**PROBLEM DESCRIPTION**. Scan the records for the line containing "Query: green band of rainbow"; extract it and all later lines, verbatim, through the end, and nothing before it.

*** EXERCISE INPUT ***

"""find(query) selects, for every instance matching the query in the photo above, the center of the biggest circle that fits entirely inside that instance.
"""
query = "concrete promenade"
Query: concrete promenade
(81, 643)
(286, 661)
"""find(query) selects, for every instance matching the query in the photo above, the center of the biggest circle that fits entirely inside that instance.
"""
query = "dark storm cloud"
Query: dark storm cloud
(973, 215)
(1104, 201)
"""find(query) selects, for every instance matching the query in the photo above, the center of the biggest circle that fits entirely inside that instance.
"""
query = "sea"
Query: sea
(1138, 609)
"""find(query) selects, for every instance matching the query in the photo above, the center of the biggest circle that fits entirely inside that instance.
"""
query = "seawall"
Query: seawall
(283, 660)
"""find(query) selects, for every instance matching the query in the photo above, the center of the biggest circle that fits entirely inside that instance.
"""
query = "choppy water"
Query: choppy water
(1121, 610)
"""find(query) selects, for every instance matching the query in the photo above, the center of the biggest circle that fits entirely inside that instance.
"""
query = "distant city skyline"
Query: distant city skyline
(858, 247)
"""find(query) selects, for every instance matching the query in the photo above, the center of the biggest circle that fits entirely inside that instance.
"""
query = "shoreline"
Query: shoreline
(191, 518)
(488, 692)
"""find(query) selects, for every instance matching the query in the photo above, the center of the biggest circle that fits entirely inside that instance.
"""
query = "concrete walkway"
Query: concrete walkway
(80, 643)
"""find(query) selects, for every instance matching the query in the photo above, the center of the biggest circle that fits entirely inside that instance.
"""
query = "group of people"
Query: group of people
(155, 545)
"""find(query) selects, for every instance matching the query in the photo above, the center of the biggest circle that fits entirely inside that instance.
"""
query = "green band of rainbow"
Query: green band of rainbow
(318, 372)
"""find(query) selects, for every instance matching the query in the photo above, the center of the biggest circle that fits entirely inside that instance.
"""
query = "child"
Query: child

*** End of EXERCISE INPUT ***

**YOUR SOLUTION**.
Query: green band of rainbow
(318, 372)
"""find(query) selects, for every instance matching the query in the photo above, the center of the biggest circle that fits entirely inside that instance.
"""
query = "child"
Query: child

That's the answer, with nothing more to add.